== Task to complete ==
Output every entry exactly as written.
■ ■ ■ ■
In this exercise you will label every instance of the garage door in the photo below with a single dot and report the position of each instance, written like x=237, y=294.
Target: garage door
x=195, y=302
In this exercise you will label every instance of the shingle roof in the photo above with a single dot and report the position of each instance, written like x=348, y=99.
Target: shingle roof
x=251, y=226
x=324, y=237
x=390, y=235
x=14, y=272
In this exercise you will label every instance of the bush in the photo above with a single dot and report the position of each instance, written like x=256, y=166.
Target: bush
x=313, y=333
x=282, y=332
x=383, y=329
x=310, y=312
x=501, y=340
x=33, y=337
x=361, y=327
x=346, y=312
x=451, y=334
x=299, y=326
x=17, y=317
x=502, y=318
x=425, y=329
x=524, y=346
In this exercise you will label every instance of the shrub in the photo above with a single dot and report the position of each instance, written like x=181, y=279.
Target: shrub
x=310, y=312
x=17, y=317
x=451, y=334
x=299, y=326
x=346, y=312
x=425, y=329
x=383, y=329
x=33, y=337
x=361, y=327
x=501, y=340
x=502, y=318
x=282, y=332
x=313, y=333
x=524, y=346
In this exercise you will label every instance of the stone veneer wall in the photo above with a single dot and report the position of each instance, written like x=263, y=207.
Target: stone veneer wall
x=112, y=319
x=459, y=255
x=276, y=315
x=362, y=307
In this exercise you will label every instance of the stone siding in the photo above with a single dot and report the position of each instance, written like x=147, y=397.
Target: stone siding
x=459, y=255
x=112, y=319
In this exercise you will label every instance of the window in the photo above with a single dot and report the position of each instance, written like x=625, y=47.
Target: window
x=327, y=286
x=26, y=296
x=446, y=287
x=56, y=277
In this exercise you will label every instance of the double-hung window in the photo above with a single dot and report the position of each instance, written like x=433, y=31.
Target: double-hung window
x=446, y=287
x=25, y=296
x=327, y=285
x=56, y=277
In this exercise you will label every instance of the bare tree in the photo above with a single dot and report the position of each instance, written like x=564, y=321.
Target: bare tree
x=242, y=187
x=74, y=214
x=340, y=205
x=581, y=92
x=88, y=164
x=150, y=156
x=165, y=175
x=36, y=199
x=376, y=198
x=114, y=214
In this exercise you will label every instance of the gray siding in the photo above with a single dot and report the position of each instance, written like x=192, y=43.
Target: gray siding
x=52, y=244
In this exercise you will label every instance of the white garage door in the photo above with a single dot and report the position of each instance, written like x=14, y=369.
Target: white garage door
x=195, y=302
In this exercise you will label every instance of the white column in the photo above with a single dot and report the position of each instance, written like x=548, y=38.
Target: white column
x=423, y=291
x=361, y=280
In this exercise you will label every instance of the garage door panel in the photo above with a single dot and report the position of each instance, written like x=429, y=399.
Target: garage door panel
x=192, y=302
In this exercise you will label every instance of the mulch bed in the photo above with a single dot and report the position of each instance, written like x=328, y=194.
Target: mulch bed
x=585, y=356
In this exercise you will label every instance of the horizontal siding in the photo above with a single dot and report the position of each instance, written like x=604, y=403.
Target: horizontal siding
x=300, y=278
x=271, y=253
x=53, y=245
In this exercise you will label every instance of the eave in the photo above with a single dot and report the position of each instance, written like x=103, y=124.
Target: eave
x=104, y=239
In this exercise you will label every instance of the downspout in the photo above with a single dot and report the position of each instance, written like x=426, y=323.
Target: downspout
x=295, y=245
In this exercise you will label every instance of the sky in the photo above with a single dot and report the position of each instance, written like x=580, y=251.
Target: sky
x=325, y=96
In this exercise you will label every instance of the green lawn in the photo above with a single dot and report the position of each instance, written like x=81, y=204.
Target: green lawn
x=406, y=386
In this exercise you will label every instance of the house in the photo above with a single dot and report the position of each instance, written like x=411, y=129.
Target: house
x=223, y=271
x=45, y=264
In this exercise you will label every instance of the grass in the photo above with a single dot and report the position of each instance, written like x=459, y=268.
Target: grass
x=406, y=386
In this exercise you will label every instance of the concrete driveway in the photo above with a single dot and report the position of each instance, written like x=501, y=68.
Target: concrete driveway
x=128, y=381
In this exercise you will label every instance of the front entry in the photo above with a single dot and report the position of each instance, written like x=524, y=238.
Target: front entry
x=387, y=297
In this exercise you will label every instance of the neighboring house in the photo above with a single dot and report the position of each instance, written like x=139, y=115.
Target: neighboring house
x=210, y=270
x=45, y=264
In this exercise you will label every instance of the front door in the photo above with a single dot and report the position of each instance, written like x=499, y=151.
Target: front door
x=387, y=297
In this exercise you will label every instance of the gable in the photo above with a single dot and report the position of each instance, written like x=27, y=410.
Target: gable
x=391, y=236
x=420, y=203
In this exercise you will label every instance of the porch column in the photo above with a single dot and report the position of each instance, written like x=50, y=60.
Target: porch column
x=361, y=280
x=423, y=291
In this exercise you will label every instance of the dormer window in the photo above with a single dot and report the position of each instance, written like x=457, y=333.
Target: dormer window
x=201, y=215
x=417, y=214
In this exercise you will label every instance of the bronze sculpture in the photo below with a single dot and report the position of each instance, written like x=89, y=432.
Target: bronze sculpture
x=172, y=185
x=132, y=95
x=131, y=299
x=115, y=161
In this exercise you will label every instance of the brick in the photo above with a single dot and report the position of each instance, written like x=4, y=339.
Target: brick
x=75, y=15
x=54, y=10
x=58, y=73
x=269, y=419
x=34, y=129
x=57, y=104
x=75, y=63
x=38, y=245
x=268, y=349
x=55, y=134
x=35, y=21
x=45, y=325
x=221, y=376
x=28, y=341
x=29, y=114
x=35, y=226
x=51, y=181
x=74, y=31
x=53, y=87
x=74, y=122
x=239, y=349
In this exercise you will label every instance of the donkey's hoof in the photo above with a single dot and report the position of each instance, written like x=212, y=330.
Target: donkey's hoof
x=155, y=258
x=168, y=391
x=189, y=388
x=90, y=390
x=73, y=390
■ ■ ■ ■
== Task output ==
In this exercise you will label every instance of the garage door in the photo below with a single dot and report the position of each instance, written like x=237, y=294.
Target: garage door
x=195, y=302
In this exercise you will label every instance of the shingle roof in the photo above with a single dot and report the position of each instance, written like x=348, y=99.
Target: shingle roof
x=251, y=226
x=324, y=237
x=390, y=235
x=14, y=272
In this exercise you will label every instance of the bush in the photo above with a single dot and report the position of each instance, written like x=256, y=166.
Target: bush
x=313, y=333
x=282, y=332
x=383, y=329
x=310, y=312
x=501, y=340
x=33, y=337
x=361, y=327
x=346, y=312
x=451, y=334
x=299, y=326
x=17, y=317
x=502, y=318
x=425, y=329
x=524, y=346
In this exercise you will label every instance of the shrub in the photo above with a single dot and report the position of each instance, written like x=181, y=279.
Target: shrub
x=310, y=312
x=17, y=317
x=451, y=334
x=299, y=326
x=346, y=312
x=425, y=329
x=383, y=329
x=33, y=337
x=361, y=327
x=501, y=340
x=502, y=318
x=282, y=332
x=313, y=333
x=524, y=346
In this exercise you will label every instance of the stone veneer wall in the photo above with a single dot and report the position of each instance, written like x=263, y=207.
Target: stone veneer wall
x=112, y=319
x=459, y=255
x=276, y=315
x=362, y=307
In this exercise you will label every instance of the stone siding in the photo above with a single dot and report the position of each instance, written like x=147, y=397.
Target: stone siding
x=459, y=255
x=112, y=319
In this exercise you will label every instance of the window in the photo above with a single dot and report the position of each instance, written like x=625, y=47.
Target: window
x=327, y=286
x=26, y=296
x=446, y=287
x=56, y=277
In this exercise you will label every instance of the double-hung window in the photo above with a single dot and report the position of each instance, written like x=433, y=31.
Target: double-hung window
x=446, y=287
x=25, y=296
x=327, y=285
x=56, y=277
In this exercise you will label every instance of the bare tree in the photo above with a single dot and report the position of each instance, written like x=564, y=321.
Target: bare tree
x=242, y=187
x=74, y=214
x=340, y=205
x=581, y=92
x=88, y=164
x=150, y=156
x=165, y=175
x=36, y=199
x=376, y=198
x=114, y=214
In this exercise you will label every instance of the gray siding in the photo above with a single dot and report the position of each instance, written like x=192, y=43.
Target: gray siding
x=52, y=244
In this exercise you will label every instance of the white garage door in the photo above with a single dot and report the position of each instance, written like x=14, y=369.
Target: white garage door
x=195, y=302
In this exercise you will label every instance of the white column in the photo above with a single dot and report the position of each instance, written like x=548, y=38.
Target: white column
x=423, y=291
x=361, y=280
In this exercise you will label every instance of the garage door panel in the photo above with a single dot and report the position of each instance, written like x=429, y=399.
Target: garage door panel
x=192, y=302
In this exercise you will label every instance of the mulch bed in the photo above with a single dot and report the position of each instance, written like x=328, y=194.
Target: mulch bed
x=585, y=356
In this exercise you will label every instance of the horizontal siding in the photo above with a single dot and report the position of each instance, written like x=604, y=403.
Target: horizontal siding
x=300, y=278
x=271, y=253
x=53, y=245
In this exercise you will label every instance of the eave in the photo above with a single dot and report the position of each instance, written like x=103, y=124.
Target: eave
x=104, y=239
In this exercise you will label every instance of the downspout in the photo above with a single dot and report the position of each instance, written like x=426, y=323.
Target: downspout
x=295, y=245
In this exercise you will label every instance of the sky in the photo above with a single dot and report the position of each instance, written like x=580, y=251.
Target: sky
x=325, y=96
In this exercise you will label every instance of the green lawn in the photo above with a single dot and report the position of each instance, written like x=81, y=204.
Target: green lawn
x=406, y=386
In this exercise you will label every instance of the house in the photo above with a single dot and report the position of each instance, written like x=411, y=129.
Target: house
x=223, y=271
x=45, y=264
In this exercise you will label every instance of the grass in the photo above with a single dot and report the position of each instance, written like x=459, y=268.
Target: grass
x=406, y=386
In this exercise you will label every instance of the concrete driveway in the photo above with a single dot and report the position of each instance, written like x=501, y=68.
Target: concrete driveway
x=128, y=381
In this exercise you will label every instance of the front entry in the photo above with a single dot and report the position of each instance, written like x=524, y=238.
Target: front entry
x=387, y=297
In this exercise you will label every instance of the neighboring house in the photo above with a single dot and report the position of each instance, written like x=139, y=115.
Target: neighboring house
x=210, y=270
x=45, y=264
In this exercise you will label every instance of the front door in the photo above with a single dot and report the position of each instance, written like x=499, y=151.
Target: front door
x=387, y=297
In this exercise you will label every instance of the gable in the photo above with a single dot and report the position of each instance, written like x=27, y=410.
Target: gable
x=391, y=236
x=420, y=203
In this exercise you will label every instance of the porch column in the photo above with a single dot and report the position of each instance, written like x=50, y=60.
Target: porch column
x=361, y=280
x=423, y=291
In this exercise you will label every instance of the dormer window in the photo above with a single dot and report the position of each instance, written like x=457, y=333.
Target: dormer window
x=201, y=215
x=417, y=214
In this exercise you will label every instance of the bronze sculpture in the photo below with a single dot and report the position of each instance, written like x=89, y=432.
Target: bronze sculpture
x=172, y=185
x=132, y=95
x=131, y=299
x=115, y=161
In this exercise you will label every instance of the brick in the photo above with a single dot and report the position of each instance, written like x=4, y=339.
Target: brick
x=75, y=15
x=54, y=10
x=58, y=73
x=269, y=419
x=34, y=129
x=57, y=104
x=75, y=63
x=38, y=245
x=268, y=349
x=55, y=134
x=35, y=21
x=45, y=325
x=221, y=376
x=28, y=341
x=29, y=114
x=35, y=226
x=51, y=181
x=74, y=31
x=53, y=87
x=74, y=122
x=239, y=349
In this exercise you will label every instance of the donkey's hoof in the photo above with a single dot and report the position of each instance, written like x=212, y=330.
Target: donkey's hoof
x=155, y=258
x=168, y=391
x=189, y=388
x=90, y=390
x=73, y=390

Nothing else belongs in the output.